• TASK TO COMPLETE
This task requires every entry to be set down again exactly.

[Extracted data entries]
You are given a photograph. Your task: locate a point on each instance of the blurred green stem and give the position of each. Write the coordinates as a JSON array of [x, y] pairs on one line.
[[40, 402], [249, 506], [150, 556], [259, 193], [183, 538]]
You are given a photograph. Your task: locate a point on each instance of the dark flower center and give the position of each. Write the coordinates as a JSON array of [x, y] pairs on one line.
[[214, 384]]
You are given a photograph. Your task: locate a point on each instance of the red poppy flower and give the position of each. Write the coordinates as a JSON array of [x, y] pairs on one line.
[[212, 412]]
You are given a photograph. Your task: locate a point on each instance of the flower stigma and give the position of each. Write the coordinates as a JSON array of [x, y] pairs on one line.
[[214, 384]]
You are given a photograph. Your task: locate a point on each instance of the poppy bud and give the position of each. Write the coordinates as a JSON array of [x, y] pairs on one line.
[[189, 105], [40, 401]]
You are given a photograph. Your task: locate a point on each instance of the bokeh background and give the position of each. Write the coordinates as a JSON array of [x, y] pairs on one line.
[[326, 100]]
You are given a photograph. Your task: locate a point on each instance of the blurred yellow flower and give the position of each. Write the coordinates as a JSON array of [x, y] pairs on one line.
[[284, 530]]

• ANSWER SPACE
You are given a photograph. Your task: locate a point on each instance of the blurred green stem and give the position of each. Write the coordinates as a JSON array of [x, y] pairs on one line.
[[40, 402], [249, 506], [150, 556], [259, 193], [183, 538]]
You are given a photograph. Your task: locate a point on each instance of the dark flower center and give the position of each. Write the coordinates as a JSON array of [x, y] pairs on one line.
[[214, 384]]
You are given a photograph. Your task: locate a point on each instance of the red poppy flower and give the position of each. Write the coordinates as a JSON array of [x, y] pairs on one line.
[[212, 412]]
You are given a photograph. Your task: locate a point on each instance of the flower stigma and give the position of each. Write the coordinates as a JSON array of [x, y] pairs on one line.
[[214, 384]]
You are given a photograph. Your task: locate a point on each instance of the poppy bud and give the position of each. Write the coordinates as a JSON array of [x, y] pairs on one line.
[[189, 105], [40, 401]]
You are given a photograph. Your task: locate a point on each instance of the bokeh background and give the position of each. Write the coordinates as a JSON array of [x, y] pairs on one line.
[[326, 100]]
You are given a photograph. Your task: locate a point on each instance of the blurred yellow flower and give the position of each. Write the coordinates as a JSON array of [x, y] pairs on one line.
[[284, 530]]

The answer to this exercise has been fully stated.